▶ [To be done]: The entries below should be output exactly as written.

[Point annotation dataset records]

——

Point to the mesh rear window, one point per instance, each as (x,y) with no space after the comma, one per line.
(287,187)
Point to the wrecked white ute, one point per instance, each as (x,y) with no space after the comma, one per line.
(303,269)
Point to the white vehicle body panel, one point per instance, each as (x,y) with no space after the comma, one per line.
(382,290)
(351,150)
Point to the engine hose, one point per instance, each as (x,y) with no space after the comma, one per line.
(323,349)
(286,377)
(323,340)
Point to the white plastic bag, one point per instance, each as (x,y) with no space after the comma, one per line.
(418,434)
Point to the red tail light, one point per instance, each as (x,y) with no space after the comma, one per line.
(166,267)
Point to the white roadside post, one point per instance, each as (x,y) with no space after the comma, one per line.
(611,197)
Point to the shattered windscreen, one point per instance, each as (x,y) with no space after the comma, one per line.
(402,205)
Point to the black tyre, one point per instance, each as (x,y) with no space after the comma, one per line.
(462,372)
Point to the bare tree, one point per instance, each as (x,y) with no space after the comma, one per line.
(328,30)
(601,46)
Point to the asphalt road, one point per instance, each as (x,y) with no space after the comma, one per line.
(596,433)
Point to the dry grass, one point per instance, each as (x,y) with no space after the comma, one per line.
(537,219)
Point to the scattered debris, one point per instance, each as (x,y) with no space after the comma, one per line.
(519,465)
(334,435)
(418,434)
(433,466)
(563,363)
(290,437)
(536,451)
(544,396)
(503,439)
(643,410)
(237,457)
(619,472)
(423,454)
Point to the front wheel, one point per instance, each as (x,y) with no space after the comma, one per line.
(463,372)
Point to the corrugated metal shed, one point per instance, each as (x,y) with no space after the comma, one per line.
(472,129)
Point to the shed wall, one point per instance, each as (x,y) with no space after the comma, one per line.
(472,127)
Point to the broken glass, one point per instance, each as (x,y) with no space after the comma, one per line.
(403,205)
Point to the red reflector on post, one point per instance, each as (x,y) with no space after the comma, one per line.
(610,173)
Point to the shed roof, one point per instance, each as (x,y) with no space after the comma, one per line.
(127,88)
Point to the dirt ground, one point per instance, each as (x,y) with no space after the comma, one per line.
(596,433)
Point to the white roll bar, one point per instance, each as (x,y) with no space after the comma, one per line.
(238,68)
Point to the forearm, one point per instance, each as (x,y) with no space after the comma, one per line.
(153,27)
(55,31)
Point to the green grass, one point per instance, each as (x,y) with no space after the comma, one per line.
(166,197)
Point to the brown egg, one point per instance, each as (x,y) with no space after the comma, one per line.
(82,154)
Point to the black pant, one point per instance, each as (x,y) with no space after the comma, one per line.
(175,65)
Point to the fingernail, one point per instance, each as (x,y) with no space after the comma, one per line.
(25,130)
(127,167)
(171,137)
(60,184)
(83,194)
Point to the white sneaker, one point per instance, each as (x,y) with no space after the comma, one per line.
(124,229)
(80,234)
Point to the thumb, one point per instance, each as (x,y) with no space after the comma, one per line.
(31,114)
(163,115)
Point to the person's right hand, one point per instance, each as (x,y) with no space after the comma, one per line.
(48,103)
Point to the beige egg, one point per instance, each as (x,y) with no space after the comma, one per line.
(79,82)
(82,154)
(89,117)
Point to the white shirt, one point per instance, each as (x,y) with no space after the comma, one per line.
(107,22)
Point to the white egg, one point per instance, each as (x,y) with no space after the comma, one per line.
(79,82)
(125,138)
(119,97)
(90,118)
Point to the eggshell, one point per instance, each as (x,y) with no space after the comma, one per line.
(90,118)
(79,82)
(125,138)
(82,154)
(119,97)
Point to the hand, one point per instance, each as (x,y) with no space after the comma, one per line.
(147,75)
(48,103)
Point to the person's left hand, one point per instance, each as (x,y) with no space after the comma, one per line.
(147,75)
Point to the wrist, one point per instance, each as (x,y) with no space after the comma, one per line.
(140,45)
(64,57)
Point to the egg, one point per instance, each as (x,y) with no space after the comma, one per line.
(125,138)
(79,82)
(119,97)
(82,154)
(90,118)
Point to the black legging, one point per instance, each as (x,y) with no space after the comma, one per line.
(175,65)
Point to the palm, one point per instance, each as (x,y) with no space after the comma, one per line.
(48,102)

——

▶ [Solution for this exercise]:
Point to the mesh rear window, one point per instance, each as (x,y) with no space after the comma, one per line.
(287,187)
Point to the wrecked white ute, one point per instance, each as (x,y) with no space after the comma, one per line.
(303,269)
Point to the white vehicle body panel, one point per instance, each as (x,y) with no space after the comma, one per line.
(382,290)
(351,150)
Point to the engine hose, one point per instance, each as (x,y) with no space after the comma, one per line.
(323,349)
(286,377)
(323,340)
Point to the white plastic bag, one point per instance, each as (x,y) with no space after the comma, one per line.
(418,434)
Point to the red tail light, one point per instance, each as (x,y) with no space after the comma, one per line.
(166,267)
Point to the white roadside post, one point per instance, each as (x,y) with no space after the comma, one per line.
(611,197)
Point to the shattered windscreen, one point per instance, each as (x,y) with no space after the comma, one per line.
(402,205)
Point to the black tyre, one point per instance, each as (x,y) with no space after the comma, one per line.
(462,372)
Point to the bare tree, one point per instance, each as (x,y) with no space after the comma, one per line.
(328,30)
(601,46)
Point to the asphalt road, one point per instance, each as (x,y) with no space after the comma, one per line.
(596,433)
Point to the dry grass, one point per instance, each as (x,y) with no space after the comma, one per line.
(537,219)
Point to the scattered debris, one point per instance, each as (x,y) with no space after the comma, one per line.
(519,465)
(334,435)
(418,434)
(433,466)
(563,363)
(290,437)
(536,451)
(544,396)
(503,439)
(643,410)
(237,457)
(619,472)
(423,454)
Point to the front wheel, one point per instance, each as (x,y) with no space after the comma, one per line.
(463,372)
Point to the corrugated metal shed, one point per instance, each as (x,y) with no space after the comma, one per line.
(472,129)
Point to the shed wall, one point per instance, each as (x,y) with no space after the comma, one per line.
(472,127)
Point to the broken glass, one point per instance, each as (x,y) with no space after the comma, one per line.
(403,205)
Point to the red reflector on post, one point per instance, each as (x,y) with no space after the comma, one per line.
(610,173)
Point to the shed roof, one point per instance, each as (x,y) with no space after the comma, one per line.
(127,88)
Point to the dirt ground, one point per instance, each as (x,y) with no space after the comma, one per line.
(596,433)
Point to the white roll bar, one point per instance, each as (x,y) with no space after the comma, one per line.
(238,68)
Point to the forearm, one point per instance, each as (x,y) with no space after the comma, one per line.
(153,27)
(55,31)
Point to the green grass, one point per instance, each as (x,y) with no space after the comma, one per line.
(166,197)
Point to the brown egg, one point per instance, each as (x,y) with no space after the comma, one per line.
(82,154)
Point to the black pant, one point per instance, each as (x,y) with no space after the comma, one per line.
(175,65)
Point to the fingernail, one point per instance, each as (x,y) with no space after the comma, one per line.
(25,130)
(127,167)
(171,137)
(60,184)
(83,194)
Point to the white sneaker, one point per instance, each as (x,y) with no space after the comma, one per line.
(124,229)
(80,234)
Point to the thumb, one point per instance, each as (x,y) with no space after the comma, one per line.
(31,114)
(163,115)
Point to the person's right hand, one point per instance, each as (x,y) with no space after the comma, one per line.
(48,103)
Point to the beige egg, one point per instance, each as (x,y) with no space after the comma, one per line.
(79,82)
(82,154)
(89,117)
Point to the white shirt, one point per instance, each as (x,y) with no space after the comma, one per line.
(107,22)
Point to the white egg, one point per instance, each as (x,y) with no space after the comma, one per line.
(79,82)
(125,138)
(119,97)
(90,118)
Point to the eggshell, one point per instance, each as (x,y) with no space after the comma, one per line.
(90,118)
(79,82)
(125,138)
(82,154)
(119,97)
Point to the hand, one point per instance, each as (x,y) with no space after the comma, one per line.
(147,75)
(48,103)
Point to the person's left hand, one point per instance, each as (x,y) with no space after the comma, one per line.
(147,75)
Point to the wrist, one point per instance, each as (x,y) with no space after the comma, one per line.
(140,45)
(64,57)
Point to the egg, one point per instance, each as (x,y) with no space after the comma, one per line.
(125,138)
(79,82)
(119,97)
(82,154)
(90,118)
Point to the black legging, one point per instance, each as (x,y) with no space after the comma, one per line.
(175,65)
Point to the palm, one point per instance, each as (x,y) with no space after the comma, one per line.
(48,102)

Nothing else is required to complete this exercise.